原文抜粋:
════════
「ザ・ユナイテッド・ステイツ vs. ビリー・ホリデイ」

「ザ・ユナイテッド・ステイツ vs. ビリー・ホリデイ」 © 2021 BILLIE HOLIDAY FILMS, LLC.

2022.2.03

この1本:「ザ・ユナイテッド・ステイツ vs. ビリー・ホリデイ」 溺れながら歌で闘う

毎週公開される新作映画、どれを見るべきか? 見ざるべきか? 毎日新聞に執筆する記者、ライターが一刀両断。褒めてばかりではありません。時には愛あるダメ出しも。複数の筆者が、それぞれの視点から鋭く評します。筆者は、勝田友巳(勝)、高橋諭治(諭)、細谷美香(細)、鈴木隆(鈴)、山口久美子(久)、倉田陶子(倉)、渡辺浩(渡)、木村光則(光)、屋代尚則(屋)、坂本高志(坂)。

ビリー・ホリデイの「奇妙な果実」は、米南部で拷問死した黒人の死体が木につるされた情景を描写した、差別を告発し抗議する曲だ。ホリデイが1930年代に歌い始め、代表曲となった。米国の黒人公民権運動が盛り上がりつつあった時代、米政府はこの歌を危険視し、ホリデイに歌わせまいと画策した。政府の圧力と、それに抗したホリデイとの闘いを描いたのが、この映画である。

47年、ホリデイは熱烈なファンの黒人青年、フレッチャー(トレヴァンテ・ローズ)と親しくなる。実は彼は麻薬取締局の捜査官で、ホリデイは逮捕され実刑判決を受ける。しかし1年後に出所するとファンが出迎え、カーネギーホールでのコンサートは大成功。フレッチャーはさらなる工作を命じられるが、黒人を狙い撃ちする命令に疑いを持つようになっていく。

執拗(しつよう)に圧力をかけ、策を弄(ろう)してホリデイを陥れようとする麻薬取締局と、強い意志とファンの後押しで歌い続けるホリデイ。映画は米政府の理不尽を糾弾するが、ホリデイも問題を抱えている。
════════
表示データ:
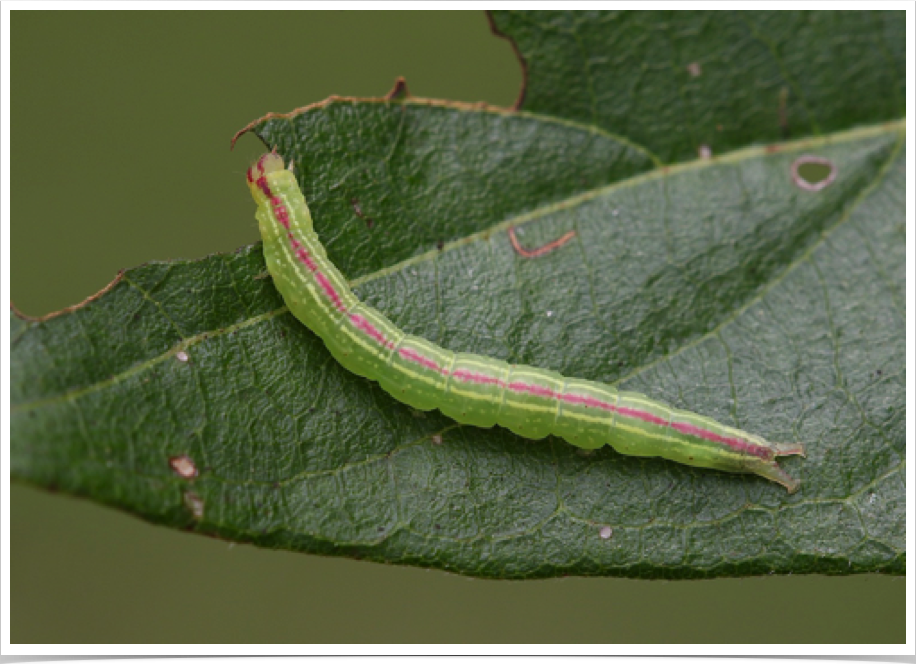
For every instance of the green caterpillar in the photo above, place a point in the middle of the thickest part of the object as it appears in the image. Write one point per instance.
(473, 389)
════════
課題一覧:
**a)** 映画評によると、ホリデイが「奇妙な果実」を歌い始めたのはいつ頃ですか。
**b)** 米政府がホリデイに「奇妙な果実」を歌わせまいと画策した理由を、映画評の記述に基づいて1〜3文で説明してください。
**c)** 映画評のうち、「この1本:「ザ・ユナイテッド・ステイツ vs. ビリー・ホリデイ」」から「疑いを持つようになっていく。」までを、両端の語句も含めて引用してください。

課題別の回答:
**a)** 1930年代です。

**b)** 米政府がこの歌を危険視していたためです。「奇妙な果実」は、米南部で拷問死した黒人の死体が木につるされた情景を描き、差別を告発して抗議する曲でした。また当時は、米国の黒人公民権運動が盛り上がりつつある時代でした。

**c)**
この1本:「ザ・ユナイテッド・ステイツ vs. ビリー・ホリデイ」 溺れながら歌で闘う

毎週公開される新作映画、どれを見るべきか? 見ざるべきか? 毎日新聞に執筆する記者、ライターが一刀両断。褒めてばかりではありません。時には愛あるダメ出しも。複数の筆者が、それぞれの視点から鋭く評します。筆者は、勝田友巳(勝)、高橋諭治(諭)、細谷美香(細)、鈴木隆(鈴)、山口久美子(久)、倉田陶子(倉)、渡辺浩(渡)、木村光則(光)、屋代尚則(屋)、坂本高志(坂)。

ビリー・ホリデイの「奇妙な果実」は、米南部で拷問死した黒人の死体が木につるされた情景を描写した、差別を告発し抗議する曲だ。ホリデイが1930年代に歌い始め、代表曲となった。米国の黒人公民権運動が盛り上がりつつあった時代、米政府はこの歌を危険視し、ホリデイに歌わせまいと画策した。政府の圧力と、それに抗したホリデイとの闘いを描いたのが、この映画である。

47年、ホリデイは熱烈なファンの黒人青年、フレッチャー(トレヴァンテ・ローズ)と親しくなる。実は彼は麻薬取締局の捜査官で、ホリデイは逮捕され実刑判決を受ける。しかし1年後に出所するとファンが出迎え、カーネギーホールでのコンサートは大成功。フレッチャーはさらなる工作を命じられるが、黒人を狙い撃ちする命令に疑いを持つようになっていく。